#### Directive:
Please lay out every line of the items below as a Markdown table with two columns, Row and Line, numbering each row and skipping any blank lines.

··· Provided entries

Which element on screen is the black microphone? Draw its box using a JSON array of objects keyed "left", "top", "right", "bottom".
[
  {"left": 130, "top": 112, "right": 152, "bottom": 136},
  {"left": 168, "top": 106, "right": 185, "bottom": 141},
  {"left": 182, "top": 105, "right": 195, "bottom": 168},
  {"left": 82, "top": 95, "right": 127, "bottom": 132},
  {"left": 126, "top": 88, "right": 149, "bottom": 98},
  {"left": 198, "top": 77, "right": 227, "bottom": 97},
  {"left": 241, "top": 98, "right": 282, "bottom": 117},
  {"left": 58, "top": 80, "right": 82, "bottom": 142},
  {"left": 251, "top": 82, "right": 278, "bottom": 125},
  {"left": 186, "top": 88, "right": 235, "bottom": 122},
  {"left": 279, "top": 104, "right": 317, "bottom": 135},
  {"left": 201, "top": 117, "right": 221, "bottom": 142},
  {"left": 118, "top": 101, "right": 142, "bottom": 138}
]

······

#### Output for this exercise:
| Row | Line |
|---|---|
| 1 | Which element on screen is the black microphone? Draw its box using a JSON array of objects keyed "left", "top", "right", "bottom". |
| 2 | [ |
| 3 |   {"left": 130, "top": 112, "right": 152, "bottom": 136}, |
| 4 |   {"left": 168, "top": 106, "right": 185, "bottom": 141}, |
| 5 |   {"left": 182, "top": 105, "right": 195, "bottom": 168}, |
| 6 |   {"left": 82, "top": 95, "right": 127, "bottom": 132}, |
| 7 |   {"left": 126, "top": 88, "right": 149, "bottom": 98}, |
| 8 |   {"left": 198, "top": 77, "right": 227, "bottom": 97}, |
| 9 |   {"left": 241, "top": 98, "right": 282, "bottom": 117}, |
| 10 |   {"left": 58, "top": 80, "right": 82, "bottom": 142}, |
| 11 |   {"left": 251, "top": 82, "right": 278, "bottom": 125}, |
| 12 |   {"left": 186, "top": 88, "right": 235, "bottom": 122}, |
| 13 |   {"left": 279, "top": 104, "right": 317, "bottom": 135}, |
| 14 |   {"left": 201, "top": 117, "right": 221, "bottom": 142}, |
| 15 |   {"left": 118, "top": 101, "right": 142, "bottom": 138} |
| 16 | ] |